* _What needs to be done_: The line containing "positive clicks: (605, 367)" marks the end: quote every line from the start of the records below through it, word for word.

Collected data entries
= Beginning of Section =

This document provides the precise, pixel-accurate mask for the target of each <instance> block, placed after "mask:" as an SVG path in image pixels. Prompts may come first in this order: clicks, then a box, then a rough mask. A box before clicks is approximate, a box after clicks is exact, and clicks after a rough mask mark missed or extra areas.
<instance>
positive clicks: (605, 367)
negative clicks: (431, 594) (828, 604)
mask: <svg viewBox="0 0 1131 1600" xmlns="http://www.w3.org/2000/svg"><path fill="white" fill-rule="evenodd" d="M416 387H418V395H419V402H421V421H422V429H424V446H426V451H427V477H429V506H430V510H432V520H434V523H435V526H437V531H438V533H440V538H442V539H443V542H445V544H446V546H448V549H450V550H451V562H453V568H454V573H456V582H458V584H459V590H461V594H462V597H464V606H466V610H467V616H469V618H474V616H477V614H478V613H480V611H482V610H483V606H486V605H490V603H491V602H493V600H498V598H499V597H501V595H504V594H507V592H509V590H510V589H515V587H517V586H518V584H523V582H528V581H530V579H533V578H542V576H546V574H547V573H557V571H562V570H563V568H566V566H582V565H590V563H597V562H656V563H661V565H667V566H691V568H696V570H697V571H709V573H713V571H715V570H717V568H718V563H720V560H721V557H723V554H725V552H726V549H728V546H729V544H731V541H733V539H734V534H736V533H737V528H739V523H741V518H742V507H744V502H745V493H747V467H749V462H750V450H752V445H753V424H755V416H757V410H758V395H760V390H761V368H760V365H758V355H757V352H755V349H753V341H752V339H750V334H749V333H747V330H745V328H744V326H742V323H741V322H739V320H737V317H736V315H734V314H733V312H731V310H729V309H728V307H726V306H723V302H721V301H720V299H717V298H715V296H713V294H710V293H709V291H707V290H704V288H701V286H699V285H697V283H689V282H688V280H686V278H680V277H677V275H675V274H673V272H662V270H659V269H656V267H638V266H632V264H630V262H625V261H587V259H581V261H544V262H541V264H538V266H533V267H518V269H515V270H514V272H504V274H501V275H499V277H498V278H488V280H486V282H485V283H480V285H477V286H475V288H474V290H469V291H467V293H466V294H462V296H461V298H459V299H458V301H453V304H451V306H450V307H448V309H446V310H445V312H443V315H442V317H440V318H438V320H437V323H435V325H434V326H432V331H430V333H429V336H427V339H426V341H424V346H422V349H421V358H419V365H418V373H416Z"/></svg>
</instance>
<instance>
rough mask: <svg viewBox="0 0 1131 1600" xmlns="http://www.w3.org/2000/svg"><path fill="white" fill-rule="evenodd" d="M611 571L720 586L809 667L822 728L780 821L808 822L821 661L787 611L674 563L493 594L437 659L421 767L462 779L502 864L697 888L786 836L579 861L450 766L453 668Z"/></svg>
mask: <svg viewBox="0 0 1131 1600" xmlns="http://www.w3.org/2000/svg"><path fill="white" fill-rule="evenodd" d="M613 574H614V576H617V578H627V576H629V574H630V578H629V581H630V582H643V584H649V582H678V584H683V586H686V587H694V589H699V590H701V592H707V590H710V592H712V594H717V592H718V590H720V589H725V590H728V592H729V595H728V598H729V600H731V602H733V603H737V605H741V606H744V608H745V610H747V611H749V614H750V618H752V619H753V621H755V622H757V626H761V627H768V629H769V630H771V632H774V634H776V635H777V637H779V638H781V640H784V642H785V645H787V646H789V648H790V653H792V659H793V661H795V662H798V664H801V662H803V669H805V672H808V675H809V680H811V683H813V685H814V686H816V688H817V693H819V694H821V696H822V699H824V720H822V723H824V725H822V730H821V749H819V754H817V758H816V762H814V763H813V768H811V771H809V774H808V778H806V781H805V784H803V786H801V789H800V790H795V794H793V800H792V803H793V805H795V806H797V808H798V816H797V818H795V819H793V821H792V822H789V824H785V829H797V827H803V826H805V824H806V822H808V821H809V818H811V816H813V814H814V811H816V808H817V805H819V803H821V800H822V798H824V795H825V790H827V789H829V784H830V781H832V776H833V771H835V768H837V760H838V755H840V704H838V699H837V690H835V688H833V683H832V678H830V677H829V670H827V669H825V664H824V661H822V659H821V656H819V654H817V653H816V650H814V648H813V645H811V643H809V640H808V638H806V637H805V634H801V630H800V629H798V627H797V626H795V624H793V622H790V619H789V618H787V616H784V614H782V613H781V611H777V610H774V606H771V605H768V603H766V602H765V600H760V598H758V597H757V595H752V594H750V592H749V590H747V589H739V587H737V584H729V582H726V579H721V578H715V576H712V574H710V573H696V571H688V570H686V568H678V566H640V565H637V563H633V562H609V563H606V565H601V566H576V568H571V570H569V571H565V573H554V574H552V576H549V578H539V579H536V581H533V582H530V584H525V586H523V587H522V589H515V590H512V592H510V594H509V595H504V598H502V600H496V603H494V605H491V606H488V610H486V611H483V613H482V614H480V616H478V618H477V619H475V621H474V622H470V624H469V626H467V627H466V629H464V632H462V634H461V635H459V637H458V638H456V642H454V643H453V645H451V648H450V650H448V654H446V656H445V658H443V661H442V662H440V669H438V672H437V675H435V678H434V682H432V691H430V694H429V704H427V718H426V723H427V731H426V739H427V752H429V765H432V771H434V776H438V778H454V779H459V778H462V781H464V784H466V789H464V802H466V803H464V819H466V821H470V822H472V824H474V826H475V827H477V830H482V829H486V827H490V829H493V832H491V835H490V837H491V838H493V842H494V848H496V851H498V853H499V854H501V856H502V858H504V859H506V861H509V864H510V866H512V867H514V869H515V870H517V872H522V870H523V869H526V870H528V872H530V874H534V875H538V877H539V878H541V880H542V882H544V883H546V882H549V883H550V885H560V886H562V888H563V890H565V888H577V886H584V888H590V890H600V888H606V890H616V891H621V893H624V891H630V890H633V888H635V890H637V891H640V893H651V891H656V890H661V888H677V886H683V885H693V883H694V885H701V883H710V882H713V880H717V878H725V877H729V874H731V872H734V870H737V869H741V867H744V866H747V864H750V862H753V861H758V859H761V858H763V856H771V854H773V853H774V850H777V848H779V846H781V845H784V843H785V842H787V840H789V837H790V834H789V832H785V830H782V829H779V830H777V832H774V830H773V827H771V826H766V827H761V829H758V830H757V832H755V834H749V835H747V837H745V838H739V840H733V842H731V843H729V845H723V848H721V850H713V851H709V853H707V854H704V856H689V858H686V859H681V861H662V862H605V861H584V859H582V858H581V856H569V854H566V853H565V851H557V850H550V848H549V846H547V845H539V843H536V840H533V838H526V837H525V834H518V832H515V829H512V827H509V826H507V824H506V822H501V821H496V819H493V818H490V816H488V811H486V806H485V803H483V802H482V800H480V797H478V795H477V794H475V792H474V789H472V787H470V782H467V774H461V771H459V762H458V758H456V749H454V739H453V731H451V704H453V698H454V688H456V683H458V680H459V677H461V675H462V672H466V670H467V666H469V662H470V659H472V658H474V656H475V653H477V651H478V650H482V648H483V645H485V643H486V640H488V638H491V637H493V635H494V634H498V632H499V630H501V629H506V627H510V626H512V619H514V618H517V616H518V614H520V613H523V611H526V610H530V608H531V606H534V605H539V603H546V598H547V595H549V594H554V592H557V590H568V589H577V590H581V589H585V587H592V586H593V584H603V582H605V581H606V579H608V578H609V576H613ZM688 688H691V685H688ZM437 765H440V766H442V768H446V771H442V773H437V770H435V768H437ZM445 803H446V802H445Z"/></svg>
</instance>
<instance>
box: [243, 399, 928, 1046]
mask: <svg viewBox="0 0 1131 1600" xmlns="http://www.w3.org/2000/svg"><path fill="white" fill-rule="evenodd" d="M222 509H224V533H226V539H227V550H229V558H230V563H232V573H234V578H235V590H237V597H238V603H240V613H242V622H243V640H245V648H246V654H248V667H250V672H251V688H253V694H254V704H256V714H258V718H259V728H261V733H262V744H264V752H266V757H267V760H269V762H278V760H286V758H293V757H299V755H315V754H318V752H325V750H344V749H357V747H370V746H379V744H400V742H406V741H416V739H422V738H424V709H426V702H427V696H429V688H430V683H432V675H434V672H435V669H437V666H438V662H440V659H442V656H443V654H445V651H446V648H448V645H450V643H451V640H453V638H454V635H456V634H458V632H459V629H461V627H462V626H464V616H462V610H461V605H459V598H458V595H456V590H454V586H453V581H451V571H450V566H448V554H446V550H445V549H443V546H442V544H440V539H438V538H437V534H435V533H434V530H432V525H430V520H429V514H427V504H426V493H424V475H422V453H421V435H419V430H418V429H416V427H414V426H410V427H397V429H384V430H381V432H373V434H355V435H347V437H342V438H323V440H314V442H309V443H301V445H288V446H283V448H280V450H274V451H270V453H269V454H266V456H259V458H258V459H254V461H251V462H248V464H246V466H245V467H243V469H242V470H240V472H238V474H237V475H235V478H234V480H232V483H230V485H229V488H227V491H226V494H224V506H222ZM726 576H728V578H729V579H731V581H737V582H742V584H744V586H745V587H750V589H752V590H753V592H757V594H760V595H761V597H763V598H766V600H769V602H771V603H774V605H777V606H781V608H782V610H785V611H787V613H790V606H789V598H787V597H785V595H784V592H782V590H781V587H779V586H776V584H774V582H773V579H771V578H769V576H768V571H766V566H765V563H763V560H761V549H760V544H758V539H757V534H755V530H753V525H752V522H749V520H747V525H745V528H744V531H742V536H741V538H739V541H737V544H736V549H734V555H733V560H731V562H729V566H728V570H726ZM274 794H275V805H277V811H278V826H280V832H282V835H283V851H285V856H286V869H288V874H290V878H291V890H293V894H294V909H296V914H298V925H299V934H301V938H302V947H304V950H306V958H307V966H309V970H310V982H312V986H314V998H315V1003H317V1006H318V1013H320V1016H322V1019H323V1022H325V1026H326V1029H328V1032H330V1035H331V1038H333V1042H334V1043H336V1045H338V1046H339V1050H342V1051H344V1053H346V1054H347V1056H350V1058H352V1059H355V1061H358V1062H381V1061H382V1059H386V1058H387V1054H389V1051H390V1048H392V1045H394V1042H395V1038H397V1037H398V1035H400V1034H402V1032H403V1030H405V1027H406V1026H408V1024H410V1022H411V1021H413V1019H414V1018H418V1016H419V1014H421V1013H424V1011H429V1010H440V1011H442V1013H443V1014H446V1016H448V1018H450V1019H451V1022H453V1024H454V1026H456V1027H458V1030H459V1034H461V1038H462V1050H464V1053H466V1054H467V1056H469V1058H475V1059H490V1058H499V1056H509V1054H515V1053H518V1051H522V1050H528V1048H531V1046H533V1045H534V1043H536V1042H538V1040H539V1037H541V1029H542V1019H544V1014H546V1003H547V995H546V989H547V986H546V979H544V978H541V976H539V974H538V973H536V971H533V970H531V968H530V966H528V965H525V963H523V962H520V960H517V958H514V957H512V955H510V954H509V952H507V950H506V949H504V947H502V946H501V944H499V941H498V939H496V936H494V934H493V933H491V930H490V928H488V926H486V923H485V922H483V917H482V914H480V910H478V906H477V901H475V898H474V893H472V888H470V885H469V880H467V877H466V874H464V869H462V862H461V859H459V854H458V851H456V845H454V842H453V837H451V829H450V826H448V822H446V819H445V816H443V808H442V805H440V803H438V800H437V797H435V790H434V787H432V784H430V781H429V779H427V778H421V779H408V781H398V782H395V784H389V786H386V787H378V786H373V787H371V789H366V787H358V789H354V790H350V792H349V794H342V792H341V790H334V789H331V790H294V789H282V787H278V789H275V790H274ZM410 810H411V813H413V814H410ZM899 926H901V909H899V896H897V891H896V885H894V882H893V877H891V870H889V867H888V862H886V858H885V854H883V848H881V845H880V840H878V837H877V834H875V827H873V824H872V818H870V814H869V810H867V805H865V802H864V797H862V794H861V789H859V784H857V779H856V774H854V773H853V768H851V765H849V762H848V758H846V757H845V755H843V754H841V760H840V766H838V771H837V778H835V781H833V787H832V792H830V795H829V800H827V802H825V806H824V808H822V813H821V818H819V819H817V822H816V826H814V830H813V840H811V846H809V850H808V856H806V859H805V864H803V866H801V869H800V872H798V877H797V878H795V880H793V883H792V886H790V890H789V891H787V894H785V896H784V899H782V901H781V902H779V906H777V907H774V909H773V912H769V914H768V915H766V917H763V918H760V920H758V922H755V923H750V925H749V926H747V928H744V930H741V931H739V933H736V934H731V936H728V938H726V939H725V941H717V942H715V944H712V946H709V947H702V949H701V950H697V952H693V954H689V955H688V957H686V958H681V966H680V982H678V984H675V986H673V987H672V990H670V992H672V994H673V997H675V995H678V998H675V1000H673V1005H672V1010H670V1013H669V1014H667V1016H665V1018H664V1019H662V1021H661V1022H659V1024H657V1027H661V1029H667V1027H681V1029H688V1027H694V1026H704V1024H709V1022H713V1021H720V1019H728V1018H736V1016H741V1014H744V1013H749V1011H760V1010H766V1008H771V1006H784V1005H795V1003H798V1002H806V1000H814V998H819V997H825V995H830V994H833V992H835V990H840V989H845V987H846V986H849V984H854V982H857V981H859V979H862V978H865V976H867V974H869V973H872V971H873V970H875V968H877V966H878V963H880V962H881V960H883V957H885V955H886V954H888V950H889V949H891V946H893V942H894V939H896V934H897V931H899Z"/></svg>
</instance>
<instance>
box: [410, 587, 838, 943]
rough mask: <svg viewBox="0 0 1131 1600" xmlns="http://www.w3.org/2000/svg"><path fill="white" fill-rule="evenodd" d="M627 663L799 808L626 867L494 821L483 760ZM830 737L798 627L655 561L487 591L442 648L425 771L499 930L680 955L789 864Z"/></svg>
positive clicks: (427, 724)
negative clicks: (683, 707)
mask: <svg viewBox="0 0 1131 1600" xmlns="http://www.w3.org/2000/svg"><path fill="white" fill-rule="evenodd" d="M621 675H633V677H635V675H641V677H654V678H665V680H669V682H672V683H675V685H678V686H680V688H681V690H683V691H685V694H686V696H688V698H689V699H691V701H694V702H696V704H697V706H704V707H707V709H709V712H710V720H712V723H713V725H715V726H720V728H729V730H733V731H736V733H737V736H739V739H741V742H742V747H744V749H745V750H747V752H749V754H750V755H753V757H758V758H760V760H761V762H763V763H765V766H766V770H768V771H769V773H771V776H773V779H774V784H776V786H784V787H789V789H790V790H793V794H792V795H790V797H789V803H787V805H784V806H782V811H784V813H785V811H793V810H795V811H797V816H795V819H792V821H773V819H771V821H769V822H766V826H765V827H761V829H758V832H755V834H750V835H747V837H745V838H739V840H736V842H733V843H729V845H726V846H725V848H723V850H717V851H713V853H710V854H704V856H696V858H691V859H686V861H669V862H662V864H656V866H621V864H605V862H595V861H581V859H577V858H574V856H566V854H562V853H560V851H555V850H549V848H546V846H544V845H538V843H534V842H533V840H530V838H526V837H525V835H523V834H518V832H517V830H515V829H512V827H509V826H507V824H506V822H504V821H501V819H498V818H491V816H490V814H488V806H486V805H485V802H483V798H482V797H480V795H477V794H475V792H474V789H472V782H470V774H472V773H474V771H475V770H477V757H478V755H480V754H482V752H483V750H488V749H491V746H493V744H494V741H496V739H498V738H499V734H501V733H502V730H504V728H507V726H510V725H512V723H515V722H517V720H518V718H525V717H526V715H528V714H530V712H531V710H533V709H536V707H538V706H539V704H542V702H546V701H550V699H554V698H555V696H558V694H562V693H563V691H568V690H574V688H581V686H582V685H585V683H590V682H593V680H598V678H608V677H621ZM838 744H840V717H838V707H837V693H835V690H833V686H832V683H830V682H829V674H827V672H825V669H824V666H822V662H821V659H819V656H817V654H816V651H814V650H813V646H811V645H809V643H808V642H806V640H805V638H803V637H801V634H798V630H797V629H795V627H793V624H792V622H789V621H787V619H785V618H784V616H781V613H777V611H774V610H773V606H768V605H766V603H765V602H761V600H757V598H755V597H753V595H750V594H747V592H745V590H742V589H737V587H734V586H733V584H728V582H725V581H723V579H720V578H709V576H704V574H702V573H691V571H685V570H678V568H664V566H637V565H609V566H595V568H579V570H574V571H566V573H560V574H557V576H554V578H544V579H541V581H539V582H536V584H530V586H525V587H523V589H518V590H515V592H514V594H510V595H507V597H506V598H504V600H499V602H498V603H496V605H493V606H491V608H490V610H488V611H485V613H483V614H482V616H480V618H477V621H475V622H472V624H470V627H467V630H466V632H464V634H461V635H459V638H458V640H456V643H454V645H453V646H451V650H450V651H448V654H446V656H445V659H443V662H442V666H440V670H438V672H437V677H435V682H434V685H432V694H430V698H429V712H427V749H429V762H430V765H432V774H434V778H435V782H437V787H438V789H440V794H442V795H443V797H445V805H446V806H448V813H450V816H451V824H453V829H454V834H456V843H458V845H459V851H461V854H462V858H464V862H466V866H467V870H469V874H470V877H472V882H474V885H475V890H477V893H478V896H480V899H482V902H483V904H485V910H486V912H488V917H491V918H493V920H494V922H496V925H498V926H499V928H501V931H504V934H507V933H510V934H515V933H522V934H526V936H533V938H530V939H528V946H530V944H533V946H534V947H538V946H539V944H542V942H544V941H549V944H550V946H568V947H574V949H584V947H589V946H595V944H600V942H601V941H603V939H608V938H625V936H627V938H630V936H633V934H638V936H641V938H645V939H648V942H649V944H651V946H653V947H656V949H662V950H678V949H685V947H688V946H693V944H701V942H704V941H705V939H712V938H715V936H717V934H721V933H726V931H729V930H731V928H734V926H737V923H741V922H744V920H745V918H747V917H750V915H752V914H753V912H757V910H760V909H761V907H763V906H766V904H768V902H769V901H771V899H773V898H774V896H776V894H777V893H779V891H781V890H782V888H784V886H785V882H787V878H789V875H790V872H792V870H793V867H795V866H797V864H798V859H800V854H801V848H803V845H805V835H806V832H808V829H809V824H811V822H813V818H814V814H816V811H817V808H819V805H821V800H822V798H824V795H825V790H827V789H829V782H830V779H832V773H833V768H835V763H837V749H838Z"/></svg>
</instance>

= End of Section =

* _Answer box_:
This document provides the precise, pixel-accurate mask for the target of each <instance> block, placed after "mask:" as an SVG path in image pixels. Prompts may come first in this order: clicks, then a box, then a rough mask. A box before clicks is approximate, a box after clicks is exact, and clicks after a rough mask mark missed or extra areas.
<instance>
positive clicks: (605, 367)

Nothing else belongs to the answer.